▶ **Raw data**
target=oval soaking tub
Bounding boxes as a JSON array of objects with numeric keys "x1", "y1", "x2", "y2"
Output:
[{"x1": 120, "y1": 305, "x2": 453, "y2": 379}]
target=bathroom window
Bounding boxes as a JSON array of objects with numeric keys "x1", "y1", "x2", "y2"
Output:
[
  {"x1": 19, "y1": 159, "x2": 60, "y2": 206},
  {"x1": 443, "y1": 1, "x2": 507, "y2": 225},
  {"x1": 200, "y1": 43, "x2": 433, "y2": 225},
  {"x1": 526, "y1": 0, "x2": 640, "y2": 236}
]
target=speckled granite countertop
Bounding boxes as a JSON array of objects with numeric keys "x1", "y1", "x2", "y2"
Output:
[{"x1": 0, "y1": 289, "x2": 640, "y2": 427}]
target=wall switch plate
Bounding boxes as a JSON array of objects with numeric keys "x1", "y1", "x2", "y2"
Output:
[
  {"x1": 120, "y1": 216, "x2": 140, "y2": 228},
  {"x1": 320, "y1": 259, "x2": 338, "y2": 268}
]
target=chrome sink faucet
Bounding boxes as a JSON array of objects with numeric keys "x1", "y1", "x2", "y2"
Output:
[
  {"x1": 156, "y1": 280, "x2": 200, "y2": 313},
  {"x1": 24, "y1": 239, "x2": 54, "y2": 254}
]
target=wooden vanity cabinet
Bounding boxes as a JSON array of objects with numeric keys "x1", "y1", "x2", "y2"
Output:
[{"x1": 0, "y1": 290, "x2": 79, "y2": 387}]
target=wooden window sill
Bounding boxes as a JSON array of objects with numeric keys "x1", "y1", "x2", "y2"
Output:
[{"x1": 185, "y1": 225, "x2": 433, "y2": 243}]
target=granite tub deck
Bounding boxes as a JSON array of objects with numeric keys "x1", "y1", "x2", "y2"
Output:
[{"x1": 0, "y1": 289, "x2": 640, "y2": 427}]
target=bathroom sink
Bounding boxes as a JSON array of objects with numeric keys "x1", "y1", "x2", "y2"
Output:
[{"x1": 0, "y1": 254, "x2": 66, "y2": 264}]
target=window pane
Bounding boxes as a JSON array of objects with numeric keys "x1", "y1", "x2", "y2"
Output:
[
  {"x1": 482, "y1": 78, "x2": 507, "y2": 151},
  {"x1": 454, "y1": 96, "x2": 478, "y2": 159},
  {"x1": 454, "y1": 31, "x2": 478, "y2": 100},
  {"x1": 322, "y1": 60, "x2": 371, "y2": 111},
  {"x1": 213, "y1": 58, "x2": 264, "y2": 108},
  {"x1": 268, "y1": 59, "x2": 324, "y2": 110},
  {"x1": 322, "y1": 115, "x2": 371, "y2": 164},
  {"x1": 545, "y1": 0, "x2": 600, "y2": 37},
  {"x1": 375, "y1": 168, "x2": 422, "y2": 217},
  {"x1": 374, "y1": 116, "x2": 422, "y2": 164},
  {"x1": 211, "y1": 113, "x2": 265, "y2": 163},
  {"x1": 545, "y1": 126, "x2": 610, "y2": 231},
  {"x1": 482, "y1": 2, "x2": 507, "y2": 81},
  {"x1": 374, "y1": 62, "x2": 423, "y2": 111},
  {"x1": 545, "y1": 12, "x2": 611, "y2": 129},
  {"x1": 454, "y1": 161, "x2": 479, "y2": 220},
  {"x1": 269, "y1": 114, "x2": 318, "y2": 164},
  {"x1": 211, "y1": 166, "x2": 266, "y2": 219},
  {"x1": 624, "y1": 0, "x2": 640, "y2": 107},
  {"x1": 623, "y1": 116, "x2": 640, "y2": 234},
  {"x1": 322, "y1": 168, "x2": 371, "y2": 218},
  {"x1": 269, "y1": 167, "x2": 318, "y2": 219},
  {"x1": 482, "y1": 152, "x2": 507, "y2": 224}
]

▶ **Work instructions**
Reproduce every line of the material above exactly.

▶ **Exercise solution**
target=oval soaking tub
Bounding boxes as a JSON array of objects with numeric keys "x1", "y1", "x2", "y2"
Output:
[{"x1": 120, "y1": 305, "x2": 453, "y2": 379}]
target=bathroom window
Bounding boxes as a JSON array of objects with numeric keys "x1", "y1", "x2", "y2"
Output:
[
  {"x1": 19, "y1": 159, "x2": 60, "y2": 206},
  {"x1": 443, "y1": 1, "x2": 507, "y2": 225},
  {"x1": 200, "y1": 43, "x2": 433, "y2": 225},
  {"x1": 526, "y1": 0, "x2": 640, "y2": 236}
]
target=speckled granite countertop
Bounding boxes as a JSON array of objects with numeric keys "x1", "y1", "x2", "y2"
Output:
[{"x1": 0, "y1": 289, "x2": 640, "y2": 427}]
target=wall switch plate
Bounding boxes as a JSON array of objects with numeric keys "x1", "y1", "x2", "y2"
Output:
[
  {"x1": 120, "y1": 216, "x2": 140, "y2": 228},
  {"x1": 320, "y1": 259, "x2": 338, "y2": 268}
]
target=chrome sink faucet
Bounding boxes as a JSON array of objects with numeric keys "x1", "y1", "x2", "y2"
Output:
[
  {"x1": 156, "y1": 280, "x2": 200, "y2": 313},
  {"x1": 24, "y1": 239, "x2": 54, "y2": 254}
]
target=wooden vanity cabinet
Bounding boxes as a JSON array of objects with numeric keys "x1", "y1", "x2", "y2"
Output:
[{"x1": 0, "y1": 290, "x2": 79, "y2": 387}]
target=wooden window sill
Bounding boxes as a JSON array of objects with numeric keys "x1", "y1", "x2", "y2"
Output:
[{"x1": 185, "y1": 225, "x2": 433, "y2": 243}]
target=granite tub deck
Bounding boxes as a JSON array of objects with numeric keys "x1", "y1", "x2", "y2"
Output:
[{"x1": 0, "y1": 289, "x2": 640, "y2": 427}]
target=bathroom sink
Bounding boxes as a JSON array of objects with numeric keys "x1", "y1", "x2", "y2"
Output:
[{"x1": 0, "y1": 254, "x2": 66, "y2": 264}]
target=window pane
Bounding boxes as a JSON array of objects with numeric keys "x1", "y1", "x2", "y2"
Output:
[
  {"x1": 482, "y1": 78, "x2": 507, "y2": 151},
  {"x1": 454, "y1": 96, "x2": 478, "y2": 159},
  {"x1": 454, "y1": 31, "x2": 478, "y2": 100},
  {"x1": 322, "y1": 60, "x2": 371, "y2": 111},
  {"x1": 213, "y1": 58, "x2": 264, "y2": 108},
  {"x1": 268, "y1": 59, "x2": 324, "y2": 110},
  {"x1": 322, "y1": 115, "x2": 371, "y2": 164},
  {"x1": 545, "y1": 0, "x2": 600, "y2": 37},
  {"x1": 375, "y1": 168, "x2": 422, "y2": 217},
  {"x1": 374, "y1": 116, "x2": 422, "y2": 164},
  {"x1": 211, "y1": 113, "x2": 265, "y2": 163},
  {"x1": 545, "y1": 126, "x2": 610, "y2": 231},
  {"x1": 482, "y1": 2, "x2": 507, "y2": 81},
  {"x1": 374, "y1": 62, "x2": 423, "y2": 111},
  {"x1": 545, "y1": 12, "x2": 611, "y2": 129},
  {"x1": 454, "y1": 161, "x2": 479, "y2": 220},
  {"x1": 269, "y1": 114, "x2": 318, "y2": 164},
  {"x1": 211, "y1": 166, "x2": 266, "y2": 219},
  {"x1": 624, "y1": 0, "x2": 640, "y2": 107},
  {"x1": 623, "y1": 116, "x2": 640, "y2": 234},
  {"x1": 322, "y1": 168, "x2": 371, "y2": 218},
  {"x1": 269, "y1": 167, "x2": 318, "y2": 219},
  {"x1": 482, "y1": 152, "x2": 507, "y2": 224}
]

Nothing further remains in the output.